# STATED GOAL
Retype the lines below word for word, starting at the line that contains "of man's dark" and ending at the line that contains "(544, 363), (640, 551)", with both of those lines included.

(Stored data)
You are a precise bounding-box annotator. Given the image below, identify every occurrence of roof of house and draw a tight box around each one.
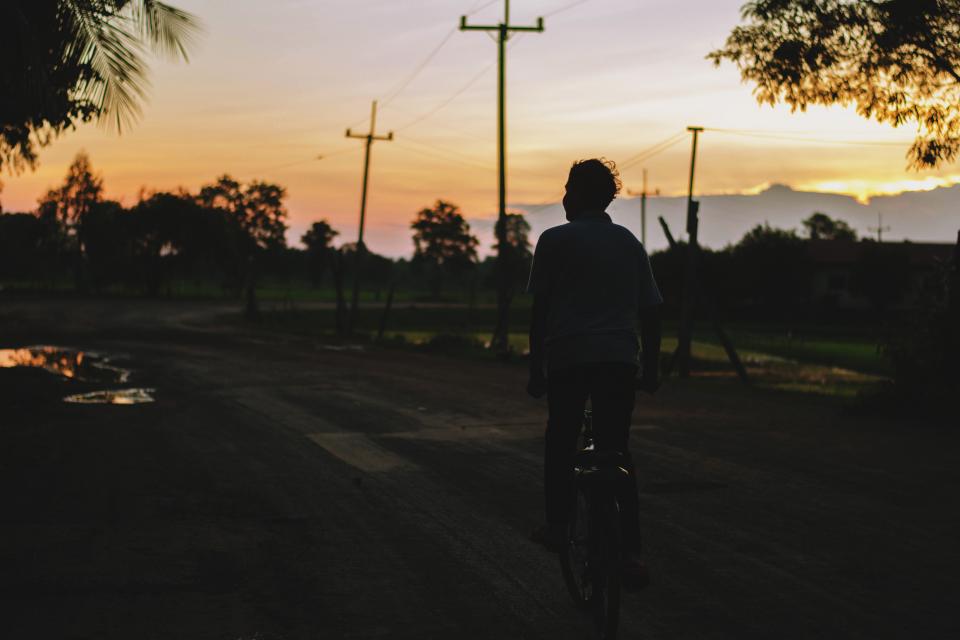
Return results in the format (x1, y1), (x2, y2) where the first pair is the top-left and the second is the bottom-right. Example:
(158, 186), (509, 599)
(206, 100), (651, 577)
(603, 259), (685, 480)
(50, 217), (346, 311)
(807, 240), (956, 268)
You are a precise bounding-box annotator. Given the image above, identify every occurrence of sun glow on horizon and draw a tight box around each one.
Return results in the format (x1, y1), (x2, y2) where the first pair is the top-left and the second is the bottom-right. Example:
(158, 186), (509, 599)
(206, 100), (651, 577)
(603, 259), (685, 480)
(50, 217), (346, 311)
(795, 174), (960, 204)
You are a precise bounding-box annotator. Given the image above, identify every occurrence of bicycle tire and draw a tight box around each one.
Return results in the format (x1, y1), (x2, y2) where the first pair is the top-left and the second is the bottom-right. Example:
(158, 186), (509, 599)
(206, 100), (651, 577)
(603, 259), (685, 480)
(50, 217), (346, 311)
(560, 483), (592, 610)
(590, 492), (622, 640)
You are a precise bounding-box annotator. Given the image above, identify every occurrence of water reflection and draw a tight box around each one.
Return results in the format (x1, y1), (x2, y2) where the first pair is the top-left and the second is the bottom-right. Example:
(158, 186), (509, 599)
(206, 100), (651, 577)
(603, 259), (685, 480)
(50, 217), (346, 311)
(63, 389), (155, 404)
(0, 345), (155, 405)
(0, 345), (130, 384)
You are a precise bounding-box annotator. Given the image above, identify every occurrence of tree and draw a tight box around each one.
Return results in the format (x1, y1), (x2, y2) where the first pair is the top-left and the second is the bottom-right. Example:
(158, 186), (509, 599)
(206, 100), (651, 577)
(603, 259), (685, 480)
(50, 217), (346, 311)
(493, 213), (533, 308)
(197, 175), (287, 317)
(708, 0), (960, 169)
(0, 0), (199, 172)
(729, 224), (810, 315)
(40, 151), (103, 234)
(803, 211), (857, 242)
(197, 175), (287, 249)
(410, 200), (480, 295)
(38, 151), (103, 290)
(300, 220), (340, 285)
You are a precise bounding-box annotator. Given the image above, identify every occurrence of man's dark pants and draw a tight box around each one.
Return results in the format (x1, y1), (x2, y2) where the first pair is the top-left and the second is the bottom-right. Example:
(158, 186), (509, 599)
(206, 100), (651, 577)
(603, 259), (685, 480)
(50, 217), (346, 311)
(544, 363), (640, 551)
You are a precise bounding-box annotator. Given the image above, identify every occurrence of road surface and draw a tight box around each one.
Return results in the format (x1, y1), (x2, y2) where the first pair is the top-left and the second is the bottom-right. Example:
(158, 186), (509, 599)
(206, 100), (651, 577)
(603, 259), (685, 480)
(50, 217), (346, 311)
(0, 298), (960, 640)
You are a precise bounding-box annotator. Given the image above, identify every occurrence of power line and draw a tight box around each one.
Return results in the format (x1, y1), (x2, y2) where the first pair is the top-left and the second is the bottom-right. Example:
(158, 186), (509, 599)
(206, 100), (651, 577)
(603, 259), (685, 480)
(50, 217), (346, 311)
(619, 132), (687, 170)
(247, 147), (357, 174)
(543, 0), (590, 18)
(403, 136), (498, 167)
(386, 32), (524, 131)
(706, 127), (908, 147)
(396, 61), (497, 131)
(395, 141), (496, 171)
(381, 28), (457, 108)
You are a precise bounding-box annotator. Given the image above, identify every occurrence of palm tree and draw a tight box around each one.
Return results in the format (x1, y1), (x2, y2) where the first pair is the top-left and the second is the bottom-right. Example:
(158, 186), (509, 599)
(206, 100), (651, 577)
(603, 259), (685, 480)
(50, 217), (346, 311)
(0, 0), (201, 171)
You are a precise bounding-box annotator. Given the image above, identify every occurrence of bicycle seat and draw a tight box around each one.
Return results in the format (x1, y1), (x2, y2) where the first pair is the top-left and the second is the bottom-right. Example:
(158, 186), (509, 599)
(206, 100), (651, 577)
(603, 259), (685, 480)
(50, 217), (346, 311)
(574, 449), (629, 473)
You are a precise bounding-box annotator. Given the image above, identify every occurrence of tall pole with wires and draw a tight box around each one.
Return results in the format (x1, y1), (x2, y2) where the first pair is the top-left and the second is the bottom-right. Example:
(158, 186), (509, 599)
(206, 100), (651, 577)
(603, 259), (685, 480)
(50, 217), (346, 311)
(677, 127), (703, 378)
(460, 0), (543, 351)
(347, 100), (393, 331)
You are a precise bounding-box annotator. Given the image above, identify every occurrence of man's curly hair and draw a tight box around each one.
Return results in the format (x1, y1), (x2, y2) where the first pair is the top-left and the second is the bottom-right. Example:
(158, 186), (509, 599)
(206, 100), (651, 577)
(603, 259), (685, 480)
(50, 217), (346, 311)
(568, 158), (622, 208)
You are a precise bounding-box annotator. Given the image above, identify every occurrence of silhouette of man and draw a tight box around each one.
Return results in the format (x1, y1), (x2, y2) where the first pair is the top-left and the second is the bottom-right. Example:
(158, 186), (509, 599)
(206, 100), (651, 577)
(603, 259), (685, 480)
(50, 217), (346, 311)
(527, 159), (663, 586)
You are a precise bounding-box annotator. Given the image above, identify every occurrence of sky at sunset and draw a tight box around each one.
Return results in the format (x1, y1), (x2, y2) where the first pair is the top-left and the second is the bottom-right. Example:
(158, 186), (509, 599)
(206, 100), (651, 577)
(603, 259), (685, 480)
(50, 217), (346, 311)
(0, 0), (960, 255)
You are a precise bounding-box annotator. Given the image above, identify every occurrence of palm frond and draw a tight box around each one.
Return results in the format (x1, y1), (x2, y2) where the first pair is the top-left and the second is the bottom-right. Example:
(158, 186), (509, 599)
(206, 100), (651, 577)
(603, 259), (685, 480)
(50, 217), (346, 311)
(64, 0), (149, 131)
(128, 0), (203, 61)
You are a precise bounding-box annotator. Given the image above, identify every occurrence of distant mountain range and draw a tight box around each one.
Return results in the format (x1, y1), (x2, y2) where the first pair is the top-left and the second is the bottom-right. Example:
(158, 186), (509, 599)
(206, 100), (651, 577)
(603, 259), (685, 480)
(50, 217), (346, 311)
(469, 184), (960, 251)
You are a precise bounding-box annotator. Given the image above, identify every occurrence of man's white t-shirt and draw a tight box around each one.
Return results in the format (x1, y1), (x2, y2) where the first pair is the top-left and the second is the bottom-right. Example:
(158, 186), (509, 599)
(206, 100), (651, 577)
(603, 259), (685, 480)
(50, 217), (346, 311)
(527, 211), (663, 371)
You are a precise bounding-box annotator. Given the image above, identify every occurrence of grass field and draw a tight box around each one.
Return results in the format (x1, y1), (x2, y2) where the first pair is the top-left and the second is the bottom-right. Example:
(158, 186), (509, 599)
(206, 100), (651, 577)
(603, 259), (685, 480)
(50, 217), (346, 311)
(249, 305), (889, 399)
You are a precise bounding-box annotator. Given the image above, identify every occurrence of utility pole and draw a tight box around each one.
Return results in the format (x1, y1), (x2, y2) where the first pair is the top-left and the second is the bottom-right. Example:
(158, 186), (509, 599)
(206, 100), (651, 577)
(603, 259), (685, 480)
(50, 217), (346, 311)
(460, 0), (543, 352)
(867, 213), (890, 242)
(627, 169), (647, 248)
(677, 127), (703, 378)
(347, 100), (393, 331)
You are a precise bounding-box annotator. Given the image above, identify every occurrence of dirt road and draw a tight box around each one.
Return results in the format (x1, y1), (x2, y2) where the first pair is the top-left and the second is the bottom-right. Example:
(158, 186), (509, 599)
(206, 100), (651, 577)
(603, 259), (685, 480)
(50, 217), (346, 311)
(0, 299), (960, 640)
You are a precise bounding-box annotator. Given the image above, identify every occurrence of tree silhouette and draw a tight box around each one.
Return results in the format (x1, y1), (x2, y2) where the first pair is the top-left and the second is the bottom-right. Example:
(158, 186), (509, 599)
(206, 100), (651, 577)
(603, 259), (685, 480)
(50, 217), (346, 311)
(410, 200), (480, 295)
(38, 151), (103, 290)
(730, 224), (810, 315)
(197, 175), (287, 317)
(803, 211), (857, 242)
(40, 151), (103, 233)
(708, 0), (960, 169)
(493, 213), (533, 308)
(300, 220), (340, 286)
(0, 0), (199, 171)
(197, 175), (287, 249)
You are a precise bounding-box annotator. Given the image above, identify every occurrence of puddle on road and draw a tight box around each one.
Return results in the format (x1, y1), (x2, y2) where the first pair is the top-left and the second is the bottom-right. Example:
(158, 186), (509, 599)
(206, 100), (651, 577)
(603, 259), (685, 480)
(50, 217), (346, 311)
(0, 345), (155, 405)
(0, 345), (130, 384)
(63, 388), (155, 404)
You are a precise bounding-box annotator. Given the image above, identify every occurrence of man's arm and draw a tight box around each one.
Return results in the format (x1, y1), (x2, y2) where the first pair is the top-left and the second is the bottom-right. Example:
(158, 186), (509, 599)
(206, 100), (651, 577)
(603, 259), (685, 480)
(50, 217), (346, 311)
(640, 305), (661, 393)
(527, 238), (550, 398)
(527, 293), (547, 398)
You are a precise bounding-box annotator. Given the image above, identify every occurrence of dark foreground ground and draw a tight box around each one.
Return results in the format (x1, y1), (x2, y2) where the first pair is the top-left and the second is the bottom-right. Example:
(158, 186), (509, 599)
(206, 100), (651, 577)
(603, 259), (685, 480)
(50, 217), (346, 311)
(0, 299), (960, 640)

---

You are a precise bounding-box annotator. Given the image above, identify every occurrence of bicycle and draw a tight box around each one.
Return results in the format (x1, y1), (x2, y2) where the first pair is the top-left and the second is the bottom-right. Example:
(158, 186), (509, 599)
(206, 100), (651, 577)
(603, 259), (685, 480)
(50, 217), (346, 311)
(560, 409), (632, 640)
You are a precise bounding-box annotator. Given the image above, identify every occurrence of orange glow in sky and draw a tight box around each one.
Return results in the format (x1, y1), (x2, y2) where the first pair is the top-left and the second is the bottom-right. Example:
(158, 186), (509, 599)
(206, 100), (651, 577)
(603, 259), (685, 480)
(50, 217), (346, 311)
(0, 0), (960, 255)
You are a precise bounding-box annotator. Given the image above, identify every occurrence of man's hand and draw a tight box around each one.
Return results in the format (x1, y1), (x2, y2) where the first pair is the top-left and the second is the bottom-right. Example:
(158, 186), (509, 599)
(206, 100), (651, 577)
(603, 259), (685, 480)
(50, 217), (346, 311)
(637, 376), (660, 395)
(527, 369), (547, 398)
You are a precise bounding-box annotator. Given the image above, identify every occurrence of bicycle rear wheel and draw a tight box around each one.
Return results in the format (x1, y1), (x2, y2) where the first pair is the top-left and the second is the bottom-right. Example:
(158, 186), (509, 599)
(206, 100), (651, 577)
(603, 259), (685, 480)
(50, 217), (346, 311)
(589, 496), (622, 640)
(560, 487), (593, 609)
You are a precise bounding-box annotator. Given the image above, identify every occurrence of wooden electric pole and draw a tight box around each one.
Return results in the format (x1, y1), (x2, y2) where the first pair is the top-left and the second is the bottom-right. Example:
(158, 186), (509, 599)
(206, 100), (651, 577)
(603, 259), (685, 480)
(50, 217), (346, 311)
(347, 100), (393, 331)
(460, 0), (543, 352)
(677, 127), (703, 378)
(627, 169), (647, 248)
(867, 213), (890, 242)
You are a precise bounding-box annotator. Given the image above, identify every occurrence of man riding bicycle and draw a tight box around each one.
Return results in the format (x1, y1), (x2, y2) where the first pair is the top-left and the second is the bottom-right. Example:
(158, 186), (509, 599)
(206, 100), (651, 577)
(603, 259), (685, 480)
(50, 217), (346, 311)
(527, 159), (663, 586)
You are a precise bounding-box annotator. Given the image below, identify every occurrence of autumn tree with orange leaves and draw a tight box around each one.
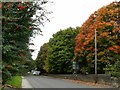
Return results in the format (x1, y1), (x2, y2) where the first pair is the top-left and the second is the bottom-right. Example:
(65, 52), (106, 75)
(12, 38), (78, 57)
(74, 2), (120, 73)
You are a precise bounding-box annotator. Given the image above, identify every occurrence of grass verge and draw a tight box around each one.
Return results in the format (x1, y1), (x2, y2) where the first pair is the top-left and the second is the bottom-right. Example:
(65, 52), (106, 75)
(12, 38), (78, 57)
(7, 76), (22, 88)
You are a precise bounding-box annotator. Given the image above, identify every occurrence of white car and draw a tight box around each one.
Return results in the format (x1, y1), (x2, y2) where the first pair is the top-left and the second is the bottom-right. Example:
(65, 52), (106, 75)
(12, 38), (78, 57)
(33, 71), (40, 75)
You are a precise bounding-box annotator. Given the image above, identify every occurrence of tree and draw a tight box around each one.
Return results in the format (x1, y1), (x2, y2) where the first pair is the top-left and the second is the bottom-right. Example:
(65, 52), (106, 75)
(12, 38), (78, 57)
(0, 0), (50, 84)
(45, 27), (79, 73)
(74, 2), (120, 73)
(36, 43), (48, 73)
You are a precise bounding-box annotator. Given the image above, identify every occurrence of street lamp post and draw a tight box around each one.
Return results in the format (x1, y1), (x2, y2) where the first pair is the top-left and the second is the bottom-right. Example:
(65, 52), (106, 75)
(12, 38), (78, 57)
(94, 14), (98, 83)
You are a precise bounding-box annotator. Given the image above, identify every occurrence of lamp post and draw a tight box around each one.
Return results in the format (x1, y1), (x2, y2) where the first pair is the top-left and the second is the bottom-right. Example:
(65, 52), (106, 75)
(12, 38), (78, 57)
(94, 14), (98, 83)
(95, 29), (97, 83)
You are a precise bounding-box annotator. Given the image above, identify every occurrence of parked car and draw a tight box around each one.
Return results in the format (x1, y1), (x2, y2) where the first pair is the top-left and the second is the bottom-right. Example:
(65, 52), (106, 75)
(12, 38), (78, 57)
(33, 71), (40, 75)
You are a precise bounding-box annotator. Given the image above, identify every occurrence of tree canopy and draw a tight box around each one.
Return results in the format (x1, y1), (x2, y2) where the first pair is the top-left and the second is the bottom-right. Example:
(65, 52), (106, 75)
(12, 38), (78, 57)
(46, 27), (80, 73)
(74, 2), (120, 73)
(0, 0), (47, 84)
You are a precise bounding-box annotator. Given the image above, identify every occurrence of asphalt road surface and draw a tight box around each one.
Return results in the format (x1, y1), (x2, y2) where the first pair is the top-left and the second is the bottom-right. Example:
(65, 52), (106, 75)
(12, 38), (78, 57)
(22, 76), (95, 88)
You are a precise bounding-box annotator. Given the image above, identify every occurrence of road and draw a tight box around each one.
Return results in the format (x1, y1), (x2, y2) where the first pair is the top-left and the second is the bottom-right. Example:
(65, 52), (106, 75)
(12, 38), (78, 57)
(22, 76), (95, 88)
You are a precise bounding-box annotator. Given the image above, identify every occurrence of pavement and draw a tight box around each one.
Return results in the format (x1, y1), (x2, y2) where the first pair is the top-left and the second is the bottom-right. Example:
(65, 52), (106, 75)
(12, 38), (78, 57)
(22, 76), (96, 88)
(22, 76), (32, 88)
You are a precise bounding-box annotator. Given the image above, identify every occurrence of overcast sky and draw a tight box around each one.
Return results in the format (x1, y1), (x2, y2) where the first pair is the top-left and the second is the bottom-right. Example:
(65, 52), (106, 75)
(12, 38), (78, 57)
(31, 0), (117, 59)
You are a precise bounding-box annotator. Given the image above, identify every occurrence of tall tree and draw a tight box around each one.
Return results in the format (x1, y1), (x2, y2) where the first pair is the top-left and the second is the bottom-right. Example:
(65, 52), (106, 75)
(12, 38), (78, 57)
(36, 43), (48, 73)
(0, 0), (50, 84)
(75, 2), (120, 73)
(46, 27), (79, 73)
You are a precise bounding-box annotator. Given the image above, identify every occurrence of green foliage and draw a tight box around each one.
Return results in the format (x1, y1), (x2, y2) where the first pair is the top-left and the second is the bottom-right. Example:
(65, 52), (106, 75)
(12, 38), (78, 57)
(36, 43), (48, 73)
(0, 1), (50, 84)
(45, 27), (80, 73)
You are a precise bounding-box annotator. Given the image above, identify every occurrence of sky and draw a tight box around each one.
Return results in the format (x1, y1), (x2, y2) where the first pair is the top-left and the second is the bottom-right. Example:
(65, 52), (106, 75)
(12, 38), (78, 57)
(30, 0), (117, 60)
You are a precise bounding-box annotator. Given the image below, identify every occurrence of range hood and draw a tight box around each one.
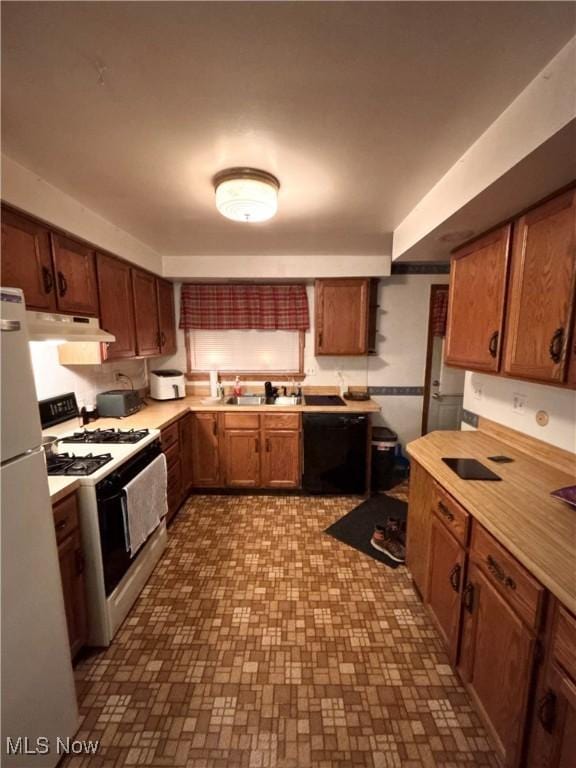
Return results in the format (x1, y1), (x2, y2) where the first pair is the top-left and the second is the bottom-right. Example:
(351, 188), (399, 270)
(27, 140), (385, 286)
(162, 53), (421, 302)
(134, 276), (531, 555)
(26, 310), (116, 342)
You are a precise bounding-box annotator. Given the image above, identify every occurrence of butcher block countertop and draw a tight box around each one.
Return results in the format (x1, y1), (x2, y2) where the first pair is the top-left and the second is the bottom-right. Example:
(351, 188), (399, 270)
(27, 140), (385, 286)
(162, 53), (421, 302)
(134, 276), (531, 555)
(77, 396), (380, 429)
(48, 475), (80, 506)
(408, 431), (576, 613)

==

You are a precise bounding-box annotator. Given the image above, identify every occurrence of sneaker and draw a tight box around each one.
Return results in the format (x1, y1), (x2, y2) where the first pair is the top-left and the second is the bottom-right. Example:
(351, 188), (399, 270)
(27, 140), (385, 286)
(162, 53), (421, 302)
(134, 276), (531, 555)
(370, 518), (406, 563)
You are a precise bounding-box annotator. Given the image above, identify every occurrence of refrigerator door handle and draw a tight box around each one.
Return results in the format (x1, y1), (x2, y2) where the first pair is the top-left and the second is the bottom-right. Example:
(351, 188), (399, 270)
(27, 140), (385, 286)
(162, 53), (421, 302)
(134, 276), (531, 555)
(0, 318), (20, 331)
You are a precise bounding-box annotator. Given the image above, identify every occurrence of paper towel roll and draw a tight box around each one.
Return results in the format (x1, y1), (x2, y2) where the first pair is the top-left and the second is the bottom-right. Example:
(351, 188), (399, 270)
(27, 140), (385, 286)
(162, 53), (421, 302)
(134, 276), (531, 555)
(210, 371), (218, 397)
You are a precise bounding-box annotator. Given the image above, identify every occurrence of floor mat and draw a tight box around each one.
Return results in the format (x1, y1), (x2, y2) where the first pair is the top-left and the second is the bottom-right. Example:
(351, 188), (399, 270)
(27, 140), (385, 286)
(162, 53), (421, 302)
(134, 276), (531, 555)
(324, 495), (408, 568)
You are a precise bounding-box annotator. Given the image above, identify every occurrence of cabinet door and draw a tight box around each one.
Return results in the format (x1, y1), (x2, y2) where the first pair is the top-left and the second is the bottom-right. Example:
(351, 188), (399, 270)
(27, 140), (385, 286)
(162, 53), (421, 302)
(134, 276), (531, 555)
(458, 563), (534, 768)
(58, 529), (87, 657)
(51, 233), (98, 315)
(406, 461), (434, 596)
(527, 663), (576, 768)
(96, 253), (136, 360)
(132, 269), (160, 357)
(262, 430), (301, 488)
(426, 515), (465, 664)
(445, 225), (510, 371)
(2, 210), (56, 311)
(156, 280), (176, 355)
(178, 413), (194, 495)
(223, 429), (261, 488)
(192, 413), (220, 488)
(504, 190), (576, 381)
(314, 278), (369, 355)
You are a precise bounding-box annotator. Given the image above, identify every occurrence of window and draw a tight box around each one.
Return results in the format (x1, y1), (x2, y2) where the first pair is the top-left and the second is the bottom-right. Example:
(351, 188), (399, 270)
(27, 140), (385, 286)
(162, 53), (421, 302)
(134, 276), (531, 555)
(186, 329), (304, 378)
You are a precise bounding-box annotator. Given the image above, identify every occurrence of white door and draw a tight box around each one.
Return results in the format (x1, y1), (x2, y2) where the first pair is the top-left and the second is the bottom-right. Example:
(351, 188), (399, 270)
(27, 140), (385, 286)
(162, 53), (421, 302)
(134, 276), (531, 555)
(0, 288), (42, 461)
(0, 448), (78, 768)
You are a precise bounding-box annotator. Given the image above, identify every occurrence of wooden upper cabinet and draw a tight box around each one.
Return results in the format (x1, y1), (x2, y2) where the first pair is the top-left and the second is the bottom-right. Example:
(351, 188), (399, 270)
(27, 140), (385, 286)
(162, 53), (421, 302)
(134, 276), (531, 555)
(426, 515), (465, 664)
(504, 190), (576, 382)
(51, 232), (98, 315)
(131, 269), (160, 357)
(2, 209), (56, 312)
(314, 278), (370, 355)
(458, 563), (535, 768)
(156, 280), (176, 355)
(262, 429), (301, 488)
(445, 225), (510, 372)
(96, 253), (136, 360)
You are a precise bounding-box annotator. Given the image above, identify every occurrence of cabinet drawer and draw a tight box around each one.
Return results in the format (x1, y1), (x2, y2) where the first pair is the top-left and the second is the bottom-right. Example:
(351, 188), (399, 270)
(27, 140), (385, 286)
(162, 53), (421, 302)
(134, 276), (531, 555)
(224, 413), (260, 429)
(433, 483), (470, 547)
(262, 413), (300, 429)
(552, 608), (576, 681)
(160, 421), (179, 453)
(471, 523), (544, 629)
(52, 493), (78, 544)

# FINISHED TASK
You are a precise bounding-box annotator. Given the image above, identify every occurrence of man's dark pants and draw a tight box around each one.
Return results in the format (x1, y1), (x2, y2) where the first pair is the top-left and the second is the bottom-right. Example:
(158, 186), (509, 599)
(206, 100), (651, 577)
(603, 259), (685, 480)
(50, 217), (346, 311)
(544, 363), (640, 551)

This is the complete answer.